**Text provided**.
◆ ◆ ◆
Trivia quiz questions with answers about Tom Clancy

 

Tom Clancy Trivia Quiz Questions With Answers

Who was Tom Clancy?
A: Thomas Leo Clancy Jr. was an American novelist best known for his technically detailed espionage and military-science storylines set during and after the Cold War.

How many of his novels were bestsellers?
A: Seventeen.

When was Clancy born?
A: He was born on April 12, 1947.

Where was he born?
A: At Franklin Square Hospital in Baltimore, Maryland.

Where did he grow up?
A: He grew up in the Northwood neighborhood in northeast Baltimore.

He was the second of three children to whom?
A: Thomas Clancy.

Who did his father work for?
A: He worked for the United States Postal Service.

 
Who was his mother?
A: Catherine Clancy.

Where did she work?
A: In a store's credit department.

His mother worked to send him to what private Roman Catholic secondary school taught by the Jesuit religious order (Society of Jesus)?
A: Loyola High School in Towson, Maryland, the suburban county seat of Baltimore County.

When did he graduate?
A: In 1965.

He then attended what?
A: The associated Loyola College (now Loyola University Maryland) in Baltimore.

When did he graduate?
A: In 1969 with a bachelor's degree in English literature.

While at Loyola University, he was president of what?
A: The chess club.

 
He joined the Army Reserve Officers' Training Corps; however, he was ineligible to serve due to his what?
A: His myopia (nearsightedness), which required him to wear thick eyeglasses.

After graduating where did he work?
A: He worked for an insurance company in Hartford, Connecticut.

In 1973, he joined the O. F. Bowen Agency, a small insurance agency based in Owings, Maryland, founded by whom?
A: His wife's grandfather.

In 1980, he purchased the insurance agency from his wife's grandmother and did what in his spare time?
A: He wrote novels in his spare time.

While working at the insurance agency what did he write?
A: He wrote his debut novel, The Hunt for Red October (1984).

Clancy's literary career began in 1982 when he started writing The Hunt for Red October, which in 1984 he sold for publishing to the Naval Institute Press for how much money?
A: $5,000.

Deborah Grosvenor, the Naval Institute Press editor who read through the book, said what later?
A: That she convinced the publisher: "I think we have a potential best seller here, and if we don’t grab this thing, somebody else would."

 
She believed Clancy had what?
A: An "innate storytelling ability and his characters had this very witty dialogue".

The publisher requested Clancy to cut numerous technical details, amounting to about how many pages?
◆ ◆ ◆
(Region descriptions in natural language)
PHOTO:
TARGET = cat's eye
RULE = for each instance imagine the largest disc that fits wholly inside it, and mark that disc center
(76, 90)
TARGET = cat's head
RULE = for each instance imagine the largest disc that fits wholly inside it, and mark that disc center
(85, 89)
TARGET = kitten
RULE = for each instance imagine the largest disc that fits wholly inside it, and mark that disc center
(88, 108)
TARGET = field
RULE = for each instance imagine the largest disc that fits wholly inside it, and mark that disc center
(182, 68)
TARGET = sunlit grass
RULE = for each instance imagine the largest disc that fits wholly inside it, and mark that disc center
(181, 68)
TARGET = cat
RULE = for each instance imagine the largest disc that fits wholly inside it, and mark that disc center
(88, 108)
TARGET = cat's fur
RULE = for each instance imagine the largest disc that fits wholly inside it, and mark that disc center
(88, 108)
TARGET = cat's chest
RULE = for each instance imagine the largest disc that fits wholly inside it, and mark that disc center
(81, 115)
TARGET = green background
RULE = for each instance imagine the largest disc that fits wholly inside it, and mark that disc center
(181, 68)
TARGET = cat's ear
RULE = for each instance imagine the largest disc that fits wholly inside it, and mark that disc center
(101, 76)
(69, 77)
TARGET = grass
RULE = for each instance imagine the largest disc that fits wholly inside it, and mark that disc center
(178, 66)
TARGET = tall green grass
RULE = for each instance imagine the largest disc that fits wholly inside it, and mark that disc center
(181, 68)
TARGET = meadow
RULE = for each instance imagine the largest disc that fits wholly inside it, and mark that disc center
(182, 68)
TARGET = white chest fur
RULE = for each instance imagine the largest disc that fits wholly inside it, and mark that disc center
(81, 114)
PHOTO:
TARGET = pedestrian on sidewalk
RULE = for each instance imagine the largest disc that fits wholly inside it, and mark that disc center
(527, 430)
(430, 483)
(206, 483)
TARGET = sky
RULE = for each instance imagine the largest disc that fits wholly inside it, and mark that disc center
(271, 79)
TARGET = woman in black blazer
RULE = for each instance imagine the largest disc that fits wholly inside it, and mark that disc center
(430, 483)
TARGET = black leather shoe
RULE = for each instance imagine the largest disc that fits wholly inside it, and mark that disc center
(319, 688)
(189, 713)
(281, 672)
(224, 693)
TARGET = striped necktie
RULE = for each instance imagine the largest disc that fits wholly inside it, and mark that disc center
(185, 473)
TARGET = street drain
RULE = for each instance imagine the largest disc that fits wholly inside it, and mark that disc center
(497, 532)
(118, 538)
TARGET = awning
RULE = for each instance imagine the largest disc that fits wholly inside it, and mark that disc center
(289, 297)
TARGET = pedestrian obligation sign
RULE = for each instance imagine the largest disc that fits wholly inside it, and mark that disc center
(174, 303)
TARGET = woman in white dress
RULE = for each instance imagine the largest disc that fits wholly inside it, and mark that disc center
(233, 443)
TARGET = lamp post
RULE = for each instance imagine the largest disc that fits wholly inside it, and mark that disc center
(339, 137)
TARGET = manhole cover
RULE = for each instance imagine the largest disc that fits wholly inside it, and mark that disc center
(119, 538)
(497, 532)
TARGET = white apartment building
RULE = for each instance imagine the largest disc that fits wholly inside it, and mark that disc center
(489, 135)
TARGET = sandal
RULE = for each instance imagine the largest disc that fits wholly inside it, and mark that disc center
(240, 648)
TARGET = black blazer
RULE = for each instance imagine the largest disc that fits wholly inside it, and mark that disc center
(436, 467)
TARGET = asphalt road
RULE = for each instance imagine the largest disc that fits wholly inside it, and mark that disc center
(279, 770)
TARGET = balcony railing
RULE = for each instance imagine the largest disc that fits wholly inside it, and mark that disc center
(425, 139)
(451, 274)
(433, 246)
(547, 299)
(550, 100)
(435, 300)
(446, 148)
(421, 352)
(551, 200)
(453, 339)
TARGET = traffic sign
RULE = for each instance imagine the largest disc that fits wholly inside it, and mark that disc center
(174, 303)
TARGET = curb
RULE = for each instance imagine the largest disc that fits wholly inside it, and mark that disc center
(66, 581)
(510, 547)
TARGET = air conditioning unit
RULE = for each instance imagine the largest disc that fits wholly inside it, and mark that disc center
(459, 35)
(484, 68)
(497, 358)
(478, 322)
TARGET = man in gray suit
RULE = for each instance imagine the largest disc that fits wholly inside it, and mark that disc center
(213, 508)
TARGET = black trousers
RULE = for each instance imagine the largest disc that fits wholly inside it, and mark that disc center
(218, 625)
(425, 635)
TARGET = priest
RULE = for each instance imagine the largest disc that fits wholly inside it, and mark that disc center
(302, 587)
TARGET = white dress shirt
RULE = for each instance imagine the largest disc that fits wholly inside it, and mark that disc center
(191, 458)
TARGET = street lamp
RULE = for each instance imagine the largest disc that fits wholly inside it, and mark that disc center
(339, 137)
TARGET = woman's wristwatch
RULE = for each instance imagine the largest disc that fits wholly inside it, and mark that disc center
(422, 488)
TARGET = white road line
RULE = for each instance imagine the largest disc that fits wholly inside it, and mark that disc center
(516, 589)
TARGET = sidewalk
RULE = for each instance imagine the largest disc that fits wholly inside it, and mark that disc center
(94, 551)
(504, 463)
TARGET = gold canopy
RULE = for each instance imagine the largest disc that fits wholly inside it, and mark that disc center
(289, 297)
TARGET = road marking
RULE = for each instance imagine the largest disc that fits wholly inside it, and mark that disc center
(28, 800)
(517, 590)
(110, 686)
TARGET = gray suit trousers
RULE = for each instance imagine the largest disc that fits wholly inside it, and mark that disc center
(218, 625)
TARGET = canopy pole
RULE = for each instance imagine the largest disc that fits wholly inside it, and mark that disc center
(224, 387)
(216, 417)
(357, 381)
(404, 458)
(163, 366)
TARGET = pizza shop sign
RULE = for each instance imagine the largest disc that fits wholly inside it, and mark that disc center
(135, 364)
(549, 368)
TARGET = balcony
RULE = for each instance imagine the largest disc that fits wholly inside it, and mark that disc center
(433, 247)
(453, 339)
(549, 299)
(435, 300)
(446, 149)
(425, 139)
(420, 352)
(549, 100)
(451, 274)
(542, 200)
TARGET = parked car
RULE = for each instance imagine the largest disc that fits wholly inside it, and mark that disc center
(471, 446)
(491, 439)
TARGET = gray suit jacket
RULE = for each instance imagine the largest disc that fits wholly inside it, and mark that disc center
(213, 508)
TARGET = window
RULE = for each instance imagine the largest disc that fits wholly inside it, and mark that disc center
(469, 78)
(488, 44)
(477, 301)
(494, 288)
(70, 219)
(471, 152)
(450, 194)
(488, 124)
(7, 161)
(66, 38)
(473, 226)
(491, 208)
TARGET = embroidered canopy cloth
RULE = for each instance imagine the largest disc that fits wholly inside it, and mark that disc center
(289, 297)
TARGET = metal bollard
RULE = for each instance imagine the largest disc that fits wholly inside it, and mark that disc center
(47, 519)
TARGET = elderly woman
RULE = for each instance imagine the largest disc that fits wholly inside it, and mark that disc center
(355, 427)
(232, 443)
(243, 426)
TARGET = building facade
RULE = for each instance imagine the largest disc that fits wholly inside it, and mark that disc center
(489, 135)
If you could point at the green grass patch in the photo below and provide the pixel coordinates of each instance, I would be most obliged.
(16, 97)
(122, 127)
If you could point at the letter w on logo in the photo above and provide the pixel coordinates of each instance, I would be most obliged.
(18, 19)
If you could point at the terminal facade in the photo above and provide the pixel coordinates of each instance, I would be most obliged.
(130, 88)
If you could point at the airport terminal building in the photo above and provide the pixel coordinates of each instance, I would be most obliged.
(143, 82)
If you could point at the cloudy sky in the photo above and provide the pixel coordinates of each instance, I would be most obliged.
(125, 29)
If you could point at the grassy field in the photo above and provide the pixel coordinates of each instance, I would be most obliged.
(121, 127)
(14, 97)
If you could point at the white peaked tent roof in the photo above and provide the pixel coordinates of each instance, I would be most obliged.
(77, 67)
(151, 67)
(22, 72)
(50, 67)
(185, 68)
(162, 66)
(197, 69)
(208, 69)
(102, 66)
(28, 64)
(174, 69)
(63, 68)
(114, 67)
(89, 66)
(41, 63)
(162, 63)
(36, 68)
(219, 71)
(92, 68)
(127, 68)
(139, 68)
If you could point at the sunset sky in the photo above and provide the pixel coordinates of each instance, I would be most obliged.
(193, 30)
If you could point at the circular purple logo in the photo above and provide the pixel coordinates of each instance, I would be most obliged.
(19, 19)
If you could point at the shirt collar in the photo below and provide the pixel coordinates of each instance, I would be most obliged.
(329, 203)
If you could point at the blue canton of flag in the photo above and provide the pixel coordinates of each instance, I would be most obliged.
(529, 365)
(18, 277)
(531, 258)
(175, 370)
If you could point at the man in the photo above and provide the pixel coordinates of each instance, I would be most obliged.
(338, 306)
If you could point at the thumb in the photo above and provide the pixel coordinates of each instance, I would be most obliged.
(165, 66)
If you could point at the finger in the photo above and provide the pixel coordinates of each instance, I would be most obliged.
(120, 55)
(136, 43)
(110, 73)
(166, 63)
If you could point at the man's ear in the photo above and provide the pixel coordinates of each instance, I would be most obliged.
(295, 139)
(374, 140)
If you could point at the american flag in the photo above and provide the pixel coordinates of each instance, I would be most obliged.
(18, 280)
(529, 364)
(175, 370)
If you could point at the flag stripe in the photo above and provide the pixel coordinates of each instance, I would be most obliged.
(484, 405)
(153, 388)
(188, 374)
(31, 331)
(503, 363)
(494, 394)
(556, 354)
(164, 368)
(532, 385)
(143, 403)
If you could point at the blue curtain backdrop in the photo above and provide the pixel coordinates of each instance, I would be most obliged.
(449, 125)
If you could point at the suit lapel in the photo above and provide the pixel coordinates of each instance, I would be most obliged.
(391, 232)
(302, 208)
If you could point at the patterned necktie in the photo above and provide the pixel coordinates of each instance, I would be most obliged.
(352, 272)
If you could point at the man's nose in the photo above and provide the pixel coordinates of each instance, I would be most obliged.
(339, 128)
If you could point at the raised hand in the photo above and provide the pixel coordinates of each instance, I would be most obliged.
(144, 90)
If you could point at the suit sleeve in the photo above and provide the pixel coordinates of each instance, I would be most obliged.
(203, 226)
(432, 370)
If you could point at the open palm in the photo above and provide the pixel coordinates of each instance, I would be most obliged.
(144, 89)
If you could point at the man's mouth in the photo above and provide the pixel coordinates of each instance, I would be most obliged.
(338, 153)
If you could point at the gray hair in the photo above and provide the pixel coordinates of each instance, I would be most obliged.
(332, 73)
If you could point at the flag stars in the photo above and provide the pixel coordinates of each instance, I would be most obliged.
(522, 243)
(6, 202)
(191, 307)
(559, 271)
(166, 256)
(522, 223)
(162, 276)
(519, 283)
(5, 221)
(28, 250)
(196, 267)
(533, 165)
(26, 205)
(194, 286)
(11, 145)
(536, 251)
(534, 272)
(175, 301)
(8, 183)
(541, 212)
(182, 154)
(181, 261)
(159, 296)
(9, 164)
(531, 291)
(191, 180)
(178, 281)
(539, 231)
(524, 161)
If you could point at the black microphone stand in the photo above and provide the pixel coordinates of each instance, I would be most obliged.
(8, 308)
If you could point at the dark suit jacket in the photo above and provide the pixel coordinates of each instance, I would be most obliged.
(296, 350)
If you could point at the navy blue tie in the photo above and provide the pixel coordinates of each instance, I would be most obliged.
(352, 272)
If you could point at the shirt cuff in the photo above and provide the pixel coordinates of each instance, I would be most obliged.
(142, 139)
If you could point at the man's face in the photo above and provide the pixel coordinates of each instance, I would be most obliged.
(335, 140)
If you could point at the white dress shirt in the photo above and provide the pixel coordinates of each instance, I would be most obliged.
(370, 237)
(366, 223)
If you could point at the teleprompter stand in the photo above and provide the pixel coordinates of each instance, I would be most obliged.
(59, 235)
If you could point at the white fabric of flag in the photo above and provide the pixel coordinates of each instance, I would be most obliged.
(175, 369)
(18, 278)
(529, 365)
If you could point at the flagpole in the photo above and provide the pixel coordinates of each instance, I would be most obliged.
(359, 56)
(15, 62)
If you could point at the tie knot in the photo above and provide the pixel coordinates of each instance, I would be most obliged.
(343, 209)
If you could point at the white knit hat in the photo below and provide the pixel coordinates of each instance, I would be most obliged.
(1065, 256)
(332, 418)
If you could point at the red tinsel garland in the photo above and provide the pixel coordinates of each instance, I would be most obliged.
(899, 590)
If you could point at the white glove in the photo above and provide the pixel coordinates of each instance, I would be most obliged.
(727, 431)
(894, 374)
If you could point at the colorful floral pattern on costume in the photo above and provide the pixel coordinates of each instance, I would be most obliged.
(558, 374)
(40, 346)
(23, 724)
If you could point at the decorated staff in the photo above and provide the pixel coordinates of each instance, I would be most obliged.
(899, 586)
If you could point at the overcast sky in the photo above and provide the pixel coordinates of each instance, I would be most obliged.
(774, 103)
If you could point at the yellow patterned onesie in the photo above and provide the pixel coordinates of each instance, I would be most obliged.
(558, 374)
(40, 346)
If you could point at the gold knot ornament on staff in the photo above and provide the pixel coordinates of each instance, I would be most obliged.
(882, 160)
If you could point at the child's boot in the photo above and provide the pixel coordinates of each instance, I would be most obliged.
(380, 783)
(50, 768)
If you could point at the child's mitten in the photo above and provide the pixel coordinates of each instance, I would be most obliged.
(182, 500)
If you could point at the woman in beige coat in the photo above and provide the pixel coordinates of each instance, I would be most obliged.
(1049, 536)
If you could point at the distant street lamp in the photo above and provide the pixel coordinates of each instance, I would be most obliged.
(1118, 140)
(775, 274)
◆ ◆ ◆
**Tasks to complete**.
• A. Using the Tom Clancy quiz, answer these:
(i) What employer did Clancy's father work for?
(ii) What club did Clancy lead as president while at Loyola?
(iii) How much did the Naval Institute Press pay for The Hunt for Red October?
• B. Continue the Tom Clancy quiz from its last line, keeping its question-and-answer form.
The listing was taken from a different source than the Tom Clancy quiz.

**Solved problems**.
• A.
(i) The United States Postal Service.
(ii) The chess club.
(iii) $5,000.

• B.
A: 100.

Clancy, who had wanted to sell 5,000 copies, ended up selling how many?
A: Over 45,000.

After publication, the book received praise from whom?
A: President Ronald Reagan.

Reagan called the work "the best yarn", subsequently boosting sales to what?
A: 300,000 hardcover and 2 million paperback copies of the book, making it a national bestseller.

The book was critically praised for it’s what?
A: Its technical accuracy, which led to Clancy's meeting several high-ranking officers in the U.S. military.

Clancy's fiction works, The Hunt for Red October, Patriot Games (1987), Clear and Present Danger (1989), and The Sum of All Fears (1991), have been turned into what?
A: Commercially successful films with actors Alec Baldwin, Harrison Ford, and Ben Affleck as Clancy's most famous fictional character, Jack Ryan.

 
His second most famous character, John Clark, has been played by what actors?
A: Willem Dafoe and Liev Schreiber.

All but two of Clancy's solely written novels feature whom?
A: Jack Ryan or John Clark.

The Cold War epic Red Storm Rising (1986) was co-written (according to Clancy in the book's foreword) with whom?
A: With fellow military-oriented author Larry Bond.

The book was published by Putnam and sold how many copies within its first year?
A: Almost a million.

By 1988, Clancy had earned $1.3 million for what?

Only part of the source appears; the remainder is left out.